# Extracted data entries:
═══
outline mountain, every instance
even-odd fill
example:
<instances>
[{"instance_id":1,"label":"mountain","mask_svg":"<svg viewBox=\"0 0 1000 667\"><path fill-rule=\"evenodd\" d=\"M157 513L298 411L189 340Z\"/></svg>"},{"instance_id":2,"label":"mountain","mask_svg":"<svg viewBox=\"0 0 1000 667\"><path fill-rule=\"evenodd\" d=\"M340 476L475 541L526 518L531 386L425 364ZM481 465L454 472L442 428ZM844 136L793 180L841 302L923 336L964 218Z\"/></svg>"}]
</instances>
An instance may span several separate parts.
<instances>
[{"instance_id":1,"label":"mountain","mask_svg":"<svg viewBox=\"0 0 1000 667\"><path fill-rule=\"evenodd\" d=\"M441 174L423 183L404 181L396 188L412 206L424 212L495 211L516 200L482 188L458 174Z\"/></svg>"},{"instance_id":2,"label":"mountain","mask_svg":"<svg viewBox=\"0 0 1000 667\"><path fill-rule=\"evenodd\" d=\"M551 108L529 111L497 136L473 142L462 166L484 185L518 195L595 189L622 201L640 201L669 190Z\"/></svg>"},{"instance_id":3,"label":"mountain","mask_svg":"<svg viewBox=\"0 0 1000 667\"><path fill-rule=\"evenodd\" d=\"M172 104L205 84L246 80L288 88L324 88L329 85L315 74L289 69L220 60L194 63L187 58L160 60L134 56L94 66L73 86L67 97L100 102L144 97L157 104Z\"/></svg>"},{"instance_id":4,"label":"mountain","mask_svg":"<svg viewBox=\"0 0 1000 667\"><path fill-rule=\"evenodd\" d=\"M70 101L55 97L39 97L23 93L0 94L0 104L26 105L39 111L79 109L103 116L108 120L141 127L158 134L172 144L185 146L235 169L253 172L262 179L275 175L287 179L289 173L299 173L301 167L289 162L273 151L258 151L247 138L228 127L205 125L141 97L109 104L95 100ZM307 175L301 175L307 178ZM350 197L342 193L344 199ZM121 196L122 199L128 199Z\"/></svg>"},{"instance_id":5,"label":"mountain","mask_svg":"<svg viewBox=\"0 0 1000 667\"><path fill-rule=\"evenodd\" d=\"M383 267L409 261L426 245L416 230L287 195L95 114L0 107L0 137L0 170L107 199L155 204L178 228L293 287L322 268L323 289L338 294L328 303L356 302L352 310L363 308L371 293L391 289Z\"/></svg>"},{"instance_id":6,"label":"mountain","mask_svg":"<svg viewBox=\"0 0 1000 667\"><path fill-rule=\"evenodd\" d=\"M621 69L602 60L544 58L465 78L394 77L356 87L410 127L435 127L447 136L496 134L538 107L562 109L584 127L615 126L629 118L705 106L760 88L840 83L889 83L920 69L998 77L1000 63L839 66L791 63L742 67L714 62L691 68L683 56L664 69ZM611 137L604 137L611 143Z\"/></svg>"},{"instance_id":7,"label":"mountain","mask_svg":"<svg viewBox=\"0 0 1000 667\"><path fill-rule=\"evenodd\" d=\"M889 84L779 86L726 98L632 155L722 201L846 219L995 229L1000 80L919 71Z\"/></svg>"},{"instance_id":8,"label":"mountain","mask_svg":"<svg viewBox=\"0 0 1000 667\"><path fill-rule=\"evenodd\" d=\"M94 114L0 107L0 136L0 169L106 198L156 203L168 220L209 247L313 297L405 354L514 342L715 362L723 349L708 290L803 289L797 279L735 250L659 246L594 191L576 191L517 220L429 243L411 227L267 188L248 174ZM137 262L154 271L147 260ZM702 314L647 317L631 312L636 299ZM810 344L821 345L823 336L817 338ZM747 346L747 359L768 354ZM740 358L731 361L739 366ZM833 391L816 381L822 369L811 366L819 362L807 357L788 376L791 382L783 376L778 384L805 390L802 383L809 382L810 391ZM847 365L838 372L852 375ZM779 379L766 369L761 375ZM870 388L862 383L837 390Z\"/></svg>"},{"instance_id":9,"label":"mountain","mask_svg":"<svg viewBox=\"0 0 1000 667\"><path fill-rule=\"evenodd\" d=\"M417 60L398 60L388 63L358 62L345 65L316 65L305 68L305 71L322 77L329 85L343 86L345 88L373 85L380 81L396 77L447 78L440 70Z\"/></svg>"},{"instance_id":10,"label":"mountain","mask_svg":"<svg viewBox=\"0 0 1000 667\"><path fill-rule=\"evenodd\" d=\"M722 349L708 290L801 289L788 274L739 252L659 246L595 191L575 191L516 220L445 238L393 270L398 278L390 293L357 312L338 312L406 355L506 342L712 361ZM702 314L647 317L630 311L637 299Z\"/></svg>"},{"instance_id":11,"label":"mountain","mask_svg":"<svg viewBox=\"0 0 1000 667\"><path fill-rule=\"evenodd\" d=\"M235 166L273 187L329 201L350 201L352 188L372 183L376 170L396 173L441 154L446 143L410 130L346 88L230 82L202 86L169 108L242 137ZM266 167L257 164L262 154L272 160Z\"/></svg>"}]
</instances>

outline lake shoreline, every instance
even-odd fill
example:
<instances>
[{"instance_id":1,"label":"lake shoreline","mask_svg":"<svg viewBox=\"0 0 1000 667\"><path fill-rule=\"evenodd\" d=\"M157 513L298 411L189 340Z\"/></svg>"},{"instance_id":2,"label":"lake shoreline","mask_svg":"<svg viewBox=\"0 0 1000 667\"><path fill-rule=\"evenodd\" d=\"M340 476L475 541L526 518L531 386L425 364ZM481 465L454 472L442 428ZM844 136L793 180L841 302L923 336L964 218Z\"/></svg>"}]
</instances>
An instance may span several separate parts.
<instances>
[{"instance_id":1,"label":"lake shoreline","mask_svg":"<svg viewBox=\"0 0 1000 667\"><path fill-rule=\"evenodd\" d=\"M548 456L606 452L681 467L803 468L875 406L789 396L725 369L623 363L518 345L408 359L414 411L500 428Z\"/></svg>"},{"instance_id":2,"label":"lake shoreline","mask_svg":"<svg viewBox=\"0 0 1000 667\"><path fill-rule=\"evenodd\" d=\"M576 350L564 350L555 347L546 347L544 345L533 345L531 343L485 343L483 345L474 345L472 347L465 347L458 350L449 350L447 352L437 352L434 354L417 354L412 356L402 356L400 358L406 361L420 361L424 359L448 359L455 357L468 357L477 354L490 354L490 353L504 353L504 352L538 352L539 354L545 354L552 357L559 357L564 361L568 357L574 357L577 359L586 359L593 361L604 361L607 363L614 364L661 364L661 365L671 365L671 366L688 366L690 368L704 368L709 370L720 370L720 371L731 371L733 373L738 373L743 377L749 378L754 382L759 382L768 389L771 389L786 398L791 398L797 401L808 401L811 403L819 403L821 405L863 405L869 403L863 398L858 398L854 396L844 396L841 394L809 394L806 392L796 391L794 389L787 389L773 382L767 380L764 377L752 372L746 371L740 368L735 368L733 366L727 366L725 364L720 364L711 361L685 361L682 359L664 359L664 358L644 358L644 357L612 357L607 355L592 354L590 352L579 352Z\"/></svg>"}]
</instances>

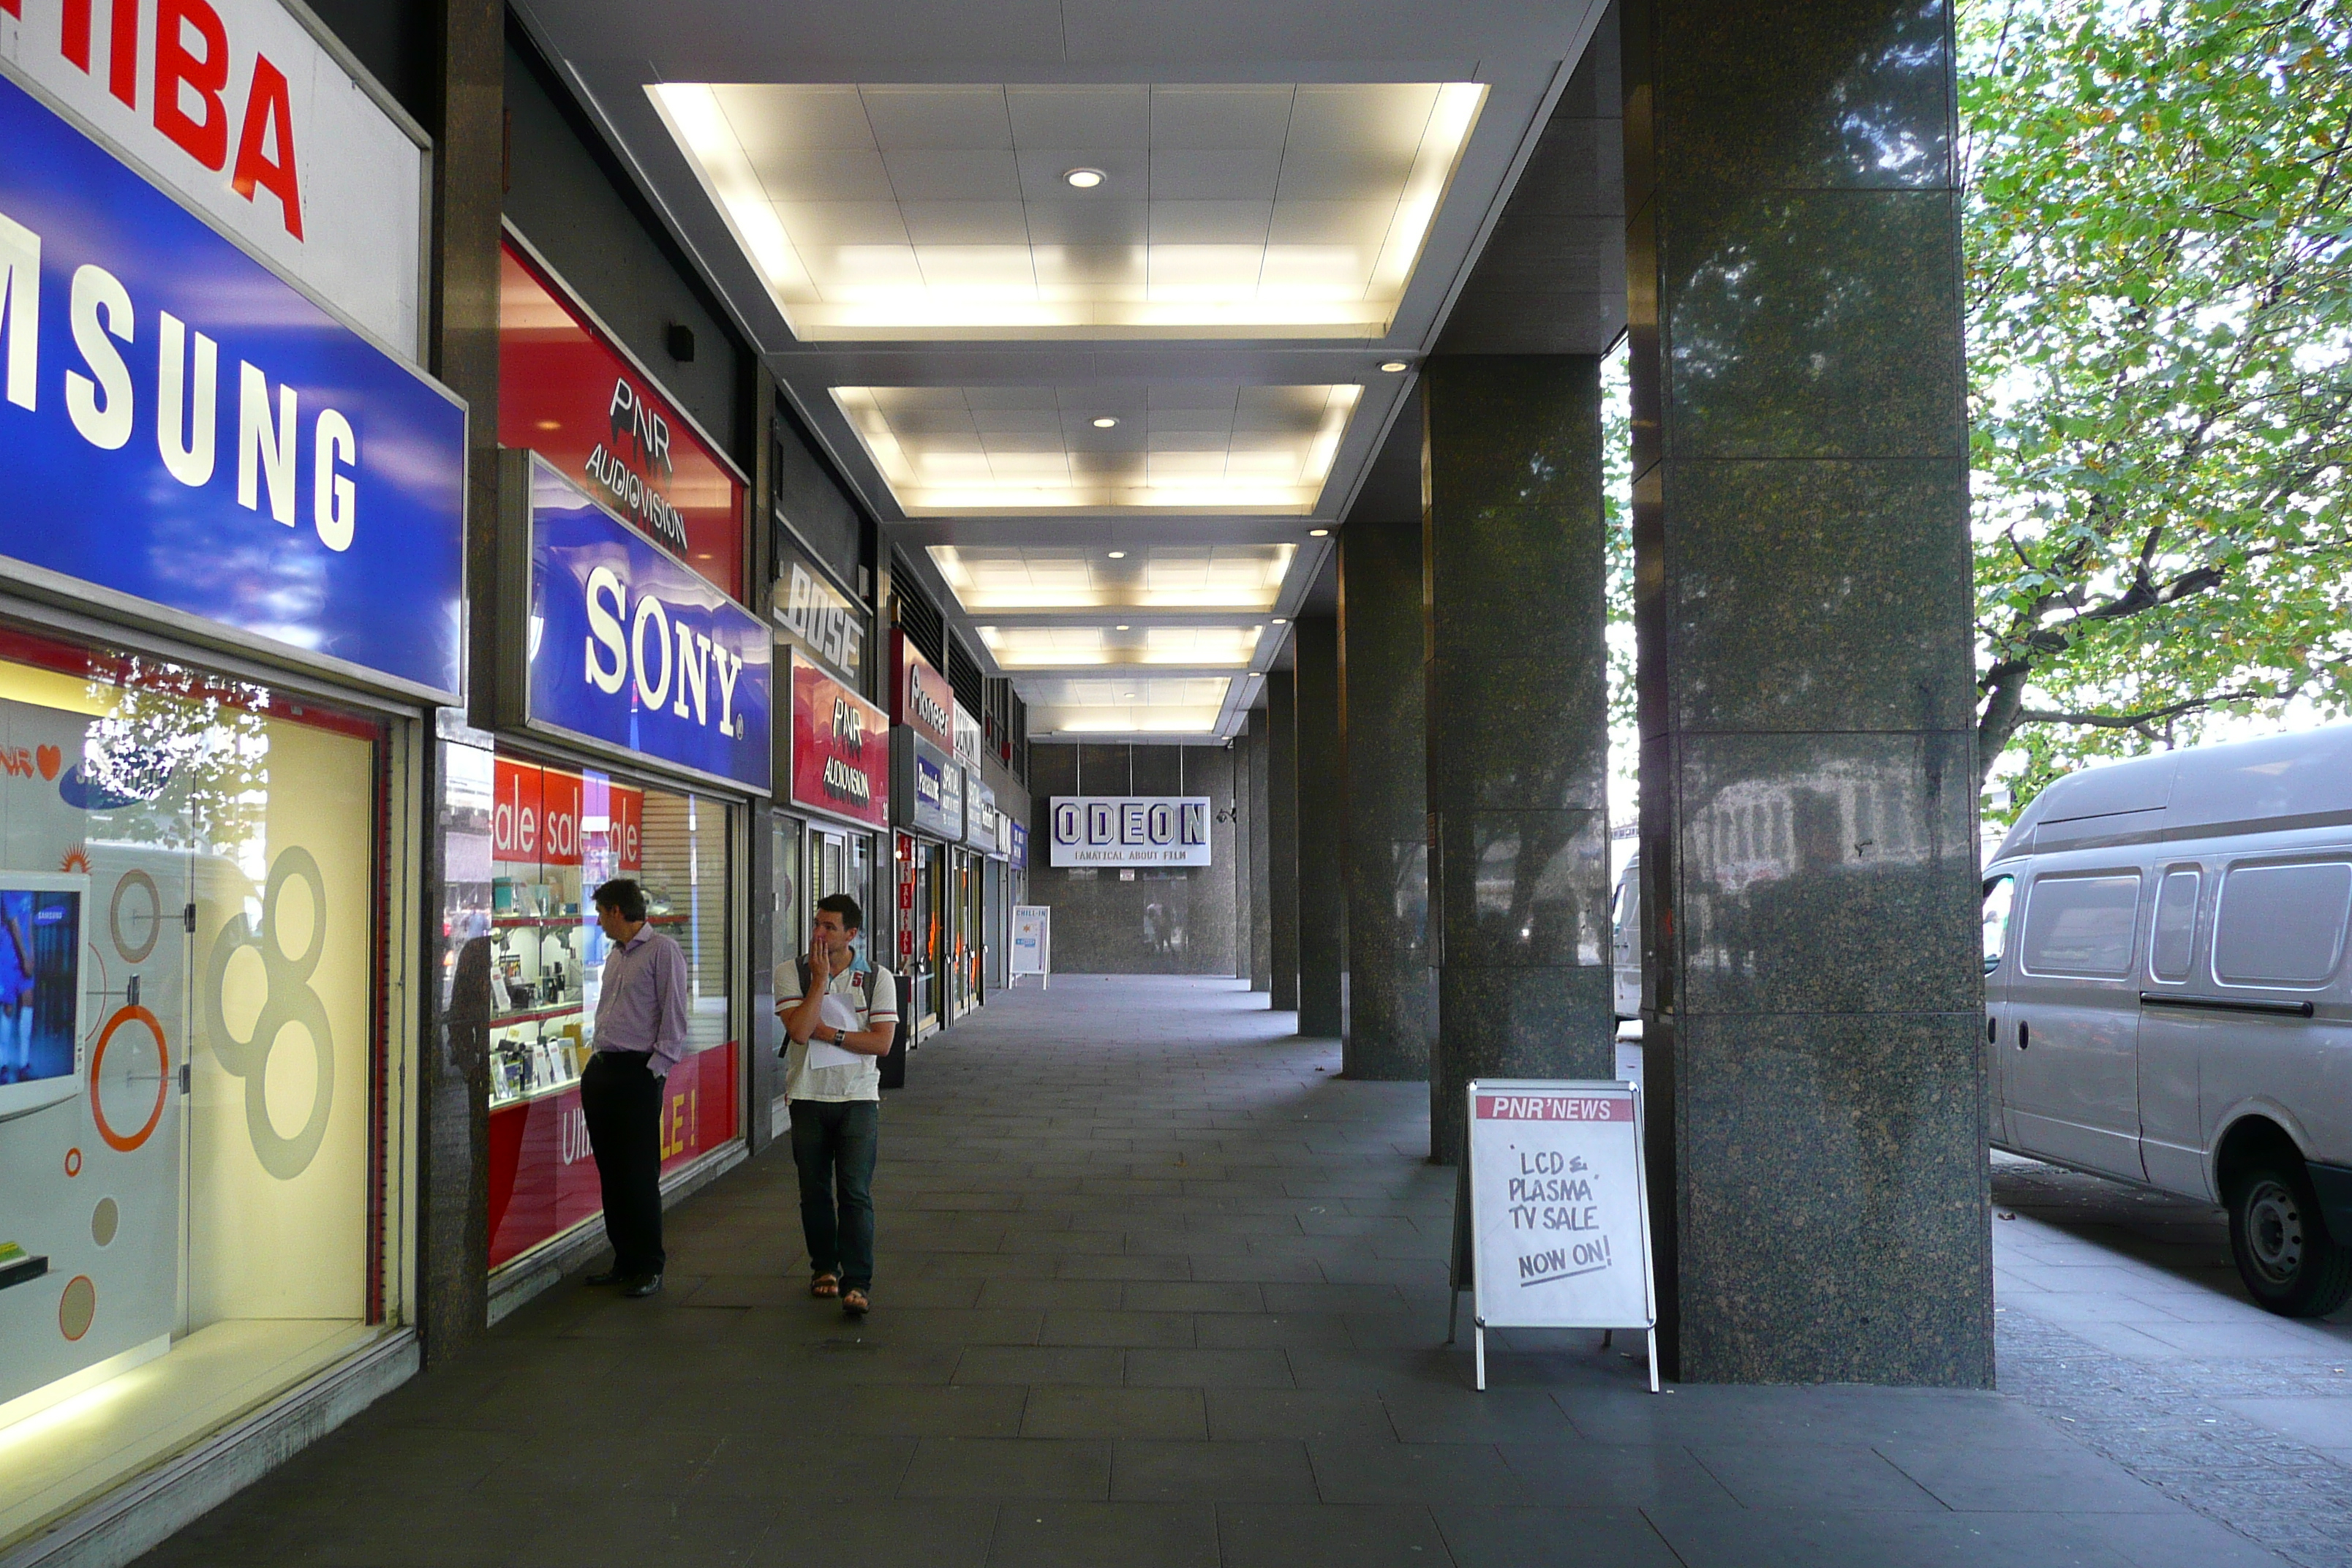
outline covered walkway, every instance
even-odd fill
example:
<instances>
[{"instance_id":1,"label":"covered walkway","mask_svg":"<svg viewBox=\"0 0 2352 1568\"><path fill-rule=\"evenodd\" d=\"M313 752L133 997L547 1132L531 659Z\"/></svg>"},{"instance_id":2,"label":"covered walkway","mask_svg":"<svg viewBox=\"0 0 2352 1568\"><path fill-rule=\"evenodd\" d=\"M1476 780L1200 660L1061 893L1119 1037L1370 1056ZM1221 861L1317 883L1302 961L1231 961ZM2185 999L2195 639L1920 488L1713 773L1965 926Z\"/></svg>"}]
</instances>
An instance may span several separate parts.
═══
Pick out, from the lines above, every one that contains the string "outline".

outline mountain, every instance
outline lake shoreline, every instance
outline covered walkway, every instance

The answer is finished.